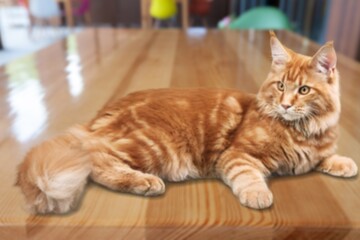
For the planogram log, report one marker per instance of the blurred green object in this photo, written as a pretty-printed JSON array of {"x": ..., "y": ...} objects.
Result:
[
  {"x": 162, "y": 9},
  {"x": 261, "y": 18}
]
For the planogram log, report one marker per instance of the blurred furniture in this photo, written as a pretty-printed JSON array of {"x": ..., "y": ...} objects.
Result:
[
  {"x": 44, "y": 11},
  {"x": 83, "y": 10},
  {"x": 312, "y": 206},
  {"x": 146, "y": 20},
  {"x": 261, "y": 18},
  {"x": 68, "y": 12},
  {"x": 343, "y": 27},
  {"x": 200, "y": 9}
]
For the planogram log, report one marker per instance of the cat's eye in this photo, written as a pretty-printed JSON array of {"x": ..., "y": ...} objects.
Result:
[
  {"x": 304, "y": 90},
  {"x": 281, "y": 86}
]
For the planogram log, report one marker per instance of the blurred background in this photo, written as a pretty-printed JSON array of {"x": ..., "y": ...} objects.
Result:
[{"x": 29, "y": 25}]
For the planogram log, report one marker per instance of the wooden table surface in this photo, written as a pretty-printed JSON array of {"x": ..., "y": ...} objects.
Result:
[{"x": 43, "y": 94}]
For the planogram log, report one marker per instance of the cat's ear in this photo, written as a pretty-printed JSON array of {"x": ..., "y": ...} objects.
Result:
[
  {"x": 279, "y": 53},
  {"x": 324, "y": 60}
]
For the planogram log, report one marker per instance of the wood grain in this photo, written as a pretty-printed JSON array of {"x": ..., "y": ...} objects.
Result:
[{"x": 43, "y": 94}]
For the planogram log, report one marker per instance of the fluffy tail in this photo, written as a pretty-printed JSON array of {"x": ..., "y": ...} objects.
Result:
[{"x": 54, "y": 174}]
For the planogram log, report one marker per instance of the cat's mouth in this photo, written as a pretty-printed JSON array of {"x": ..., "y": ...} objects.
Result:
[{"x": 289, "y": 114}]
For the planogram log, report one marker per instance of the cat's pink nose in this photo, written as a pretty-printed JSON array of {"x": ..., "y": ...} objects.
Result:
[{"x": 286, "y": 106}]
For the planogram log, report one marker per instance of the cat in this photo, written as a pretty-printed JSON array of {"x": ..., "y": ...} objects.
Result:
[{"x": 288, "y": 128}]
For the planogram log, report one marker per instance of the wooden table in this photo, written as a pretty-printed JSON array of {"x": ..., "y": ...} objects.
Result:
[{"x": 43, "y": 94}]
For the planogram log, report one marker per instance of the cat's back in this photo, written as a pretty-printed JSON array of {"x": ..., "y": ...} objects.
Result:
[{"x": 185, "y": 106}]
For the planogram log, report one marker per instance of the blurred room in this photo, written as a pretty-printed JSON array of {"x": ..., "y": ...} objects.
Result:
[
  {"x": 65, "y": 64},
  {"x": 24, "y": 30}
]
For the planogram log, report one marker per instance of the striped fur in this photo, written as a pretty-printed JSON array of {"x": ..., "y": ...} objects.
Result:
[{"x": 171, "y": 134}]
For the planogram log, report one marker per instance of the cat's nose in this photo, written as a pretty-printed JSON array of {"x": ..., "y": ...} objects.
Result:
[{"x": 286, "y": 106}]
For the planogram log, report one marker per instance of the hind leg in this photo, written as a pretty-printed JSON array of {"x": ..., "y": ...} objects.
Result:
[{"x": 116, "y": 175}]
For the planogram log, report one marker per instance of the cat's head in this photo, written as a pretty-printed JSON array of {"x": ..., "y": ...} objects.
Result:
[{"x": 302, "y": 89}]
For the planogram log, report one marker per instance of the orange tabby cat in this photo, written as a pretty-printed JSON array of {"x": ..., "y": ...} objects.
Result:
[{"x": 289, "y": 127}]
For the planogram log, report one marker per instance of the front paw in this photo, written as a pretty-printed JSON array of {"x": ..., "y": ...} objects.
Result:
[
  {"x": 339, "y": 166},
  {"x": 257, "y": 198}
]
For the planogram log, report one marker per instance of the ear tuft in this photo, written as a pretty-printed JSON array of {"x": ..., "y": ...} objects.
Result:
[
  {"x": 325, "y": 59},
  {"x": 279, "y": 53}
]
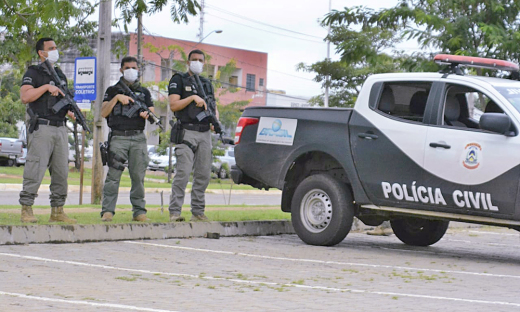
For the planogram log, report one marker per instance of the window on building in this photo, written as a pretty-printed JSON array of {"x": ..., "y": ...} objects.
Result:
[
  {"x": 233, "y": 81},
  {"x": 166, "y": 72},
  {"x": 250, "y": 82}
]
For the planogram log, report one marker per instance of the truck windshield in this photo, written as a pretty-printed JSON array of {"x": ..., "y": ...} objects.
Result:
[{"x": 512, "y": 94}]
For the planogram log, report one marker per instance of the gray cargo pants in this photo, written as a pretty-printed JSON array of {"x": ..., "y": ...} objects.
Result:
[
  {"x": 47, "y": 148},
  {"x": 134, "y": 149},
  {"x": 200, "y": 163}
]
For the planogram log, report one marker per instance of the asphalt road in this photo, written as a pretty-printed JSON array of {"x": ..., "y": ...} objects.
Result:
[
  {"x": 154, "y": 198},
  {"x": 468, "y": 270}
]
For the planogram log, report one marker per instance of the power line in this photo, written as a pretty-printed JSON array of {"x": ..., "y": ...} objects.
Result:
[
  {"x": 271, "y": 32},
  {"x": 230, "y": 57},
  {"x": 259, "y": 22}
]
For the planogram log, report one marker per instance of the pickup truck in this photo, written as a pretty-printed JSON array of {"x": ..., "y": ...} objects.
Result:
[
  {"x": 417, "y": 149},
  {"x": 10, "y": 149}
]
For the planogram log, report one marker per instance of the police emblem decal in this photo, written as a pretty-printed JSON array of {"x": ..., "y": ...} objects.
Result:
[{"x": 472, "y": 156}]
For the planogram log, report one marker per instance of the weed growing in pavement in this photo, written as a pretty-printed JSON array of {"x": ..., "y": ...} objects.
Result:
[{"x": 126, "y": 278}]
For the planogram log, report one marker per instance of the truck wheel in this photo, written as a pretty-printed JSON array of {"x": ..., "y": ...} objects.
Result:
[
  {"x": 418, "y": 231},
  {"x": 322, "y": 210}
]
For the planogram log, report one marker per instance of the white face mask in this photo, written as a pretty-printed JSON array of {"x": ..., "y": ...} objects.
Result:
[
  {"x": 196, "y": 67},
  {"x": 131, "y": 75},
  {"x": 53, "y": 56}
]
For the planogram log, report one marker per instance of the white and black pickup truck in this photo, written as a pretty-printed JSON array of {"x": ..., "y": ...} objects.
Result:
[
  {"x": 10, "y": 149},
  {"x": 418, "y": 149}
]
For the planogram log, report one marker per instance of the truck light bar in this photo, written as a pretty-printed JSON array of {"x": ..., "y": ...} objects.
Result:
[{"x": 471, "y": 61}]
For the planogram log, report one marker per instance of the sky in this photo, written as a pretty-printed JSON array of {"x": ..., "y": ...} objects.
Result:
[{"x": 288, "y": 30}]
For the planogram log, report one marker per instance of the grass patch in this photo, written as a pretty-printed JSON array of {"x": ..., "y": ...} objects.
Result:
[
  {"x": 123, "y": 216},
  {"x": 15, "y": 176}
]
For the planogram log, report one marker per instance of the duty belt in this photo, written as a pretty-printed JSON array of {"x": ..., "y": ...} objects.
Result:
[
  {"x": 196, "y": 127},
  {"x": 55, "y": 123},
  {"x": 126, "y": 132}
]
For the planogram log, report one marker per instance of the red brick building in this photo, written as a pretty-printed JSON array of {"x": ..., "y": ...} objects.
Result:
[{"x": 250, "y": 75}]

WHAT YOU WILL DO: When a line in the records above holds "building", that line is to be reported.

SOLUTION TO THIS PROBLEM:
For the planogram log, report one marker per instance of the window on building in this photo, written as a pretty-printed JSON array of {"x": ..., "y": ...} objects.
For the planogram log, report one marker per instance of the red brick building in this photo, written as a pretty-printed JSON array of {"x": ..., "y": ...} objects.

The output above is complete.